**Text:**
My thoughts exactly who wants to be me? I had a lady a bakery fight with me that my license wasn’t me. So apparently cake buying is dangerous business, I used my credit card sure, and she wanted to check to see if the names and signatures matched they did. But she insisted the picture wasn’t me because I cut my hair THAT apparently is illegal!
My last drivers license had me with my mohawk and Betty Paige bangs with black hair, now I’m rocking the professional shaggy dirty blonde chin length hair. People never looked at it funny unless they wanted to comment on how much “better” or “normal” or “nicer” I look without the hawk. lame-o. I miss being scary in person instead of on plastic.
Oh Sea-Hag… how we love you so. Her small amount of power got to her head.
You should go back with a fake ID that is a dark skinned man. Just to fuck with her. 😉 And INSIST that it’s you! For a lighter. Or Sudafed! Damn meth heads messed that one up for all of us afflicted with allergies.
You paid for a LIGHTER with a CREDIT CARD?
What the hell would you suggest I pay for it with? Who carries cash anymore?
Better than a check. I’ve had people write checks for orders that came to under 5$. I mean, seriously? You’re buying a pop. It’s a buck fifty. Why are you writing a check?
I’ve been carded while buying a rated R movie at Wal-Mart. I’m 27.
Seriously, trolly the checker? The movie has suggestive sexual content and profane language so I have to be carded? That describes my daily work atmosphere. A little blue vests does not mean you get to judge my taste in movies.
Didn’t you have your Shut Your Whore Mouth shirt on? Because then it would totally look like you.
I have been carded for buying movie tickets, R-rated DVDs, alcohol, and cough syrup. I was nearly carded on a casino floor (wasn’t even gambling). I’ve been given the children’s menu at Friendly’s. I’m THIRTY.
I’ve never had that issue when trying to buy something requiring ID, but GOD HELP YOU if you try and buy children’s panadol (tylanol) at the local pharmacy. “Did your doctor say you could buy this? How old is your child? Do you know how to administer a dose? What do they need it for? Are you sure it’s for your child?” until I’m all twitchy and stuff.
And I KNOW that it’s because “won’t somebody please, think of the children” but maybe I just need panadol to replace the bottle my son went through when he had the flu and I really don’t want to be out of children’s panadol when someone spikes a fever at 2am.
I think if they could, they would ask for ID and write our names down, like they do for people buying cough medicine.
Also I think your blog just ate my comment. Maybe it’s hungry.
It has now been some years since I was carded, but when I was in my mid-20s I had a summer job working for a cabaret/theater type thing. We were a bit of a drive from town proper, and so one day as I was going to buy some shampoo and other drugstore-type things, I asked if anyone needed anything. The current show featured a cigar-twirling character, and so I was asked to pick up a package of a particular brand of cigars while I was out.
The drugstore REFUSED to sell me cigars because my ID was out of state. This was a summer tourist destination. The clerk wanted to see some other photo ID. Um, yeah, I always bring my passport to the drugstore.
I got carded the last time I bought some super glue, and the woman stared at me all suspiciously and asked me why I needed it. It was weird.
Humph. She sounds like a really intense gas station clerk.
In my driver’s license photo I look like that eagle from the Muppets, but I must look like that in real life, too, because there’s never been any issue.
She took her job SERIOUSLY, yo.
hah! I change my hair so much I don’t look like any of my IDs. I’m surprised any of them ever work.

**Dataset excerpts:**
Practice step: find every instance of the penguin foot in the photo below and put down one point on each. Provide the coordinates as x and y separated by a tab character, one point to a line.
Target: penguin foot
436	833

...

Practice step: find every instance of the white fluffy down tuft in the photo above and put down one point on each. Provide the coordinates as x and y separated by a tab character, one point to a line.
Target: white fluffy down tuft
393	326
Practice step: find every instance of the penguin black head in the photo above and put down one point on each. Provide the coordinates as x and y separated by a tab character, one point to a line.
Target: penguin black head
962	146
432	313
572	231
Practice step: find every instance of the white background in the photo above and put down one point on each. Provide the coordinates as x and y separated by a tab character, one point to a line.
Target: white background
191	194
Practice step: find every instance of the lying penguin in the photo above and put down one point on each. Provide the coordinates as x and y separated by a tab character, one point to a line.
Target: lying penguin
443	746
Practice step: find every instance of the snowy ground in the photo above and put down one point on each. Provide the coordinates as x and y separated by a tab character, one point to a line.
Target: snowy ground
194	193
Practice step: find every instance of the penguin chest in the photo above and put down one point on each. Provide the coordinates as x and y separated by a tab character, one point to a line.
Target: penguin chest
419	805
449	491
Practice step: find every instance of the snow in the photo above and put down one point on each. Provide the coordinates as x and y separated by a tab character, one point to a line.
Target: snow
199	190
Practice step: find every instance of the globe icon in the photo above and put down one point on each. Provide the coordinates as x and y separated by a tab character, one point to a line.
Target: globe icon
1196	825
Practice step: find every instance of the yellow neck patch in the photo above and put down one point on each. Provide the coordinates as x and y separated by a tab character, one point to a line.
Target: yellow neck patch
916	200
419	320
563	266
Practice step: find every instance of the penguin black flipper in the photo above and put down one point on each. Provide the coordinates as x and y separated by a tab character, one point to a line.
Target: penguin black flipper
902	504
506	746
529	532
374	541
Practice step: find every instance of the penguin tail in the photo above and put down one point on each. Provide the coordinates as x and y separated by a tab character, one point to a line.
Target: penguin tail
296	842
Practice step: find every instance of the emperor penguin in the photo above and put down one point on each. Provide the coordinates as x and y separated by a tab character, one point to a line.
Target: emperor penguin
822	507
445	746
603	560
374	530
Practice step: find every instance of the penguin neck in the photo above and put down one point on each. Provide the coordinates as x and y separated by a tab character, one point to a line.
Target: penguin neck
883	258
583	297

**Instructions for the task:** Return the passage of the comments about being carded starting with "My thoughts exactly" and going on through "of on plastic.", copied word for word.

**Response to the exercise:**
My thoughts exactly who wants to be me? I had a lady a bakery fight with me that my license wasn’t me. So apparently cake buying is dangerous business, I used my credit card sure, and she wanted to check to see if the names and signatures matched they did. But she insisted the picture wasn’t me because I cut my hair THAT apparently is illegal!
My last drivers license had me with my mohawk and Betty Paige bangs with black hair, now I’m rocking the professional shaggy dirty blonde chin length hair. People never looked at it funny unless they wanted to comment on how much “better” or “normal” or “nicer” I look without the hawk. lame-o. I miss being scary in person instead of on plastic.